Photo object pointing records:
────────────────────

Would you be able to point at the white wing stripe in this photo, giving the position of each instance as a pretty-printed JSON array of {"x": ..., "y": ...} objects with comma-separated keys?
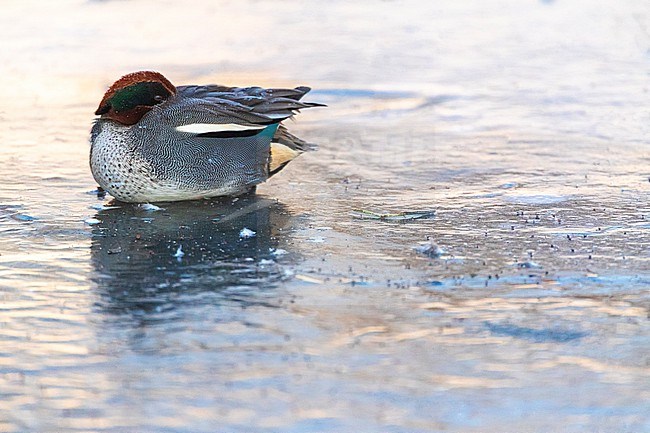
[{"x": 204, "y": 128}]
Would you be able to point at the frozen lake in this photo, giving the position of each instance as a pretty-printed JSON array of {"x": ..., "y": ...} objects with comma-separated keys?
[{"x": 522, "y": 305}]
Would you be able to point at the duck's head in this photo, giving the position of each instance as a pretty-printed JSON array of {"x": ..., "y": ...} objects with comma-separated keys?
[{"x": 133, "y": 95}]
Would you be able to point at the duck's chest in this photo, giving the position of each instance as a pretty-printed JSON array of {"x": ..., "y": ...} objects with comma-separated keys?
[{"x": 116, "y": 166}]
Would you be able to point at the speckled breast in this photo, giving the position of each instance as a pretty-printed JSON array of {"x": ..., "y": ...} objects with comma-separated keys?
[{"x": 142, "y": 164}]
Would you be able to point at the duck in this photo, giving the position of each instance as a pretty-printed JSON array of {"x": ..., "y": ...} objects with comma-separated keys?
[{"x": 156, "y": 142}]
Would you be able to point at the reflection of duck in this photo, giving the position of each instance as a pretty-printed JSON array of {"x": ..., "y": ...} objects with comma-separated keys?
[{"x": 151, "y": 261}]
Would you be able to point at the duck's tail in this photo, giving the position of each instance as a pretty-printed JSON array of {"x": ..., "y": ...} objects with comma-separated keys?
[{"x": 285, "y": 147}]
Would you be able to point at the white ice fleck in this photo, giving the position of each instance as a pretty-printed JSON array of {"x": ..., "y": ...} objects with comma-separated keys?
[
  {"x": 150, "y": 207},
  {"x": 99, "y": 206},
  {"x": 246, "y": 233},
  {"x": 179, "y": 253}
]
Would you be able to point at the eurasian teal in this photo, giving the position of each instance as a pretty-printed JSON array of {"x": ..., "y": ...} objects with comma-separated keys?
[{"x": 156, "y": 142}]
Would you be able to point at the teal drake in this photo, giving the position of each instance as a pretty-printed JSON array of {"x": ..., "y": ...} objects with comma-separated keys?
[{"x": 156, "y": 142}]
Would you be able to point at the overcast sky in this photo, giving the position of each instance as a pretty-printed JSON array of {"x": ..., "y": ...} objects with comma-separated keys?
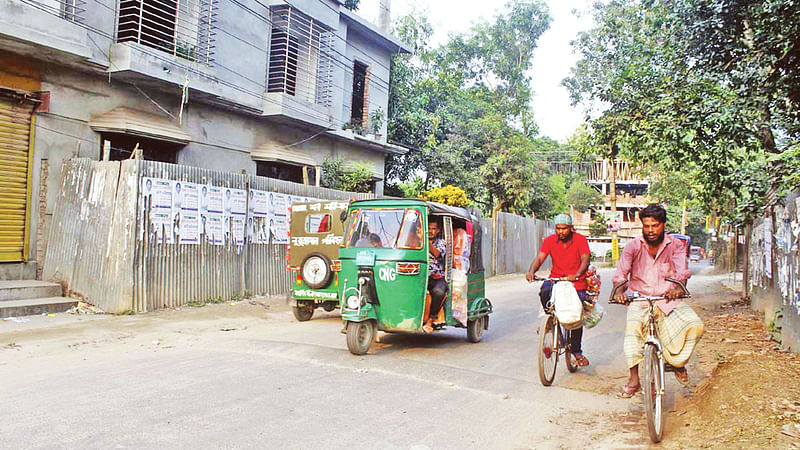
[{"x": 551, "y": 63}]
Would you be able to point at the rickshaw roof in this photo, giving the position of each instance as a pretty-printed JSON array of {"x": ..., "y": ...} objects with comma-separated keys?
[{"x": 434, "y": 207}]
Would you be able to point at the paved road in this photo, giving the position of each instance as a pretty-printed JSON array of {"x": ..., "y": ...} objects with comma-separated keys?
[{"x": 243, "y": 376}]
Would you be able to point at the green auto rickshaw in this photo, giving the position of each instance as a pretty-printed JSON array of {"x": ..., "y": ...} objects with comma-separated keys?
[
  {"x": 383, "y": 282},
  {"x": 315, "y": 235}
]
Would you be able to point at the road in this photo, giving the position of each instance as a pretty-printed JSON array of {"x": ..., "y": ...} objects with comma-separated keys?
[{"x": 247, "y": 375}]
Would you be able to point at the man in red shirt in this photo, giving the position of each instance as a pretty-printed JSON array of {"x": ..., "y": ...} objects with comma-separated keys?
[{"x": 569, "y": 252}]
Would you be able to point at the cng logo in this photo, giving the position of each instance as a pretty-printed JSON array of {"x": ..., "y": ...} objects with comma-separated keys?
[{"x": 387, "y": 273}]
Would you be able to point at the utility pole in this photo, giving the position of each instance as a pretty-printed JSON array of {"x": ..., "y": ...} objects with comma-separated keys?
[
  {"x": 683, "y": 217},
  {"x": 613, "y": 187}
]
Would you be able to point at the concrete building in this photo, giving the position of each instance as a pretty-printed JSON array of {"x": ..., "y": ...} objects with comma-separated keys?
[
  {"x": 267, "y": 87},
  {"x": 632, "y": 195}
]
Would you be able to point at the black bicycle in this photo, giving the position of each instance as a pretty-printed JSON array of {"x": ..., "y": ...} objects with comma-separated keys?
[
  {"x": 552, "y": 340},
  {"x": 653, "y": 383}
]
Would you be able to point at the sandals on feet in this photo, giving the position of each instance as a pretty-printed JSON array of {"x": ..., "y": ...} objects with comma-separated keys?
[
  {"x": 580, "y": 360},
  {"x": 628, "y": 391},
  {"x": 681, "y": 375}
]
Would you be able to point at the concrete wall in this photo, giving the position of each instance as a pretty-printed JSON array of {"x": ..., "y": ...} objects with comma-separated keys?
[
  {"x": 363, "y": 49},
  {"x": 222, "y": 116}
]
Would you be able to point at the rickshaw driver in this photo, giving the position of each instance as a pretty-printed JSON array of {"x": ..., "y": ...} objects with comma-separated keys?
[
  {"x": 437, "y": 285},
  {"x": 570, "y": 255}
]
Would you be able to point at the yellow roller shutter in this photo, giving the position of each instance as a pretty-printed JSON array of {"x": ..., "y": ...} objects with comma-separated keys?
[{"x": 15, "y": 139}]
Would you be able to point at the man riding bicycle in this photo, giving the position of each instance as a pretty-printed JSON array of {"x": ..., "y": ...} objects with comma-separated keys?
[
  {"x": 570, "y": 254},
  {"x": 645, "y": 264}
]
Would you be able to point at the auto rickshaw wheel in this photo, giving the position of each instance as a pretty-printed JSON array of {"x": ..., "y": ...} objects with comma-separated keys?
[
  {"x": 303, "y": 313},
  {"x": 360, "y": 336},
  {"x": 475, "y": 329}
]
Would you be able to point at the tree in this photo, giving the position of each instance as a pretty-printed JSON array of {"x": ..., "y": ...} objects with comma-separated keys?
[
  {"x": 464, "y": 107},
  {"x": 558, "y": 187},
  {"x": 336, "y": 175},
  {"x": 699, "y": 86},
  {"x": 583, "y": 197}
]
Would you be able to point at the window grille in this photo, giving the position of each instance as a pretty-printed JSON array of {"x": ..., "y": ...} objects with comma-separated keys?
[
  {"x": 71, "y": 10},
  {"x": 300, "y": 56},
  {"x": 184, "y": 28}
]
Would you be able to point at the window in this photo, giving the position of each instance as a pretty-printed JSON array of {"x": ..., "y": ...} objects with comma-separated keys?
[
  {"x": 300, "y": 62},
  {"x": 183, "y": 28},
  {"x": 381, "y": 228},
  {"x": 318, "y": 223},
  {"x": 280, "y": 171},
  {"x": 359, "y": 106},
  {"x": 122, "y": 146}
]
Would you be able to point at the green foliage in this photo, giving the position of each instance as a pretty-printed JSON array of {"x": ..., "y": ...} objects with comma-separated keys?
[
  {"x": 558, "y": 199},
  {"x": 354, "y": 178},
  {"x": 699, "y": 87},
  {"x": 464, "y": 108},
  {"x": 411, "y": 188},
  {"x": 598, "y": 227},
  {"x": 583, "y": 197},
  {"x": 449, "y": 195}
]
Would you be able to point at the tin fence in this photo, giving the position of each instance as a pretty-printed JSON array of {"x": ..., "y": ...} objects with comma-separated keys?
[
  {"x": 106, "y": 244},
  {"x": 772, "y": 278}
]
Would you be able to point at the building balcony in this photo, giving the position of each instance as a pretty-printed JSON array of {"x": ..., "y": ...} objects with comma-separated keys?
[{"x": 45, "y": 30}]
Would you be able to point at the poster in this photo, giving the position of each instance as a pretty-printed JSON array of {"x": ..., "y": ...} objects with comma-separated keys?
[
  {"x": 278, "y": 218},
  {"x": 159, "y": 194},
  {"x": 260, "y": 206},
  {"x": 215, "y": 221},
  {"x": 237, "y": 229},
  {"x": 189, "y": 214},
  {"x": 190, "y": 227},
  {"x": 214, "y": 232}
]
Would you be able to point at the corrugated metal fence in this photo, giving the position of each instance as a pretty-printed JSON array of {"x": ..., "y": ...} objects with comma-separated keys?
[
  {"x": 773, "y": 268},
  {"x": 103, "y": 247}
]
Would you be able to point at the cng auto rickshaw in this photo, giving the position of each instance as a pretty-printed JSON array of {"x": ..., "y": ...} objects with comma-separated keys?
[
  {"x": 315, "y": 235},
  {"x": 383, "y": 282}
]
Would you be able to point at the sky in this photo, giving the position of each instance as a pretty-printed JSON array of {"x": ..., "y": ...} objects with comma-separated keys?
[{"x": 552, "y": 60}]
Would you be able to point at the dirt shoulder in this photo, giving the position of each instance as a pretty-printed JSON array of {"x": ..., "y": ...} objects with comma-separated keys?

────────────────────

SET TASK:
Print from the line containing "Would you be able to point at the sky" to the last line above, exactly as written.

THE ANSWER:
Would you be able to point at the sky in this photo, giving the position of each instance as a pretty-printed JSON array of {"x": ..., "y": ...} objects with comma-separated keys?
[{"x": 552, "y": 60}]
Would you be able to point at the dirt shoulder in this photo, giving the position of each instance as a pretty-printed JSON array of {"x": ..., "y": ...} objects with comma-separated keys?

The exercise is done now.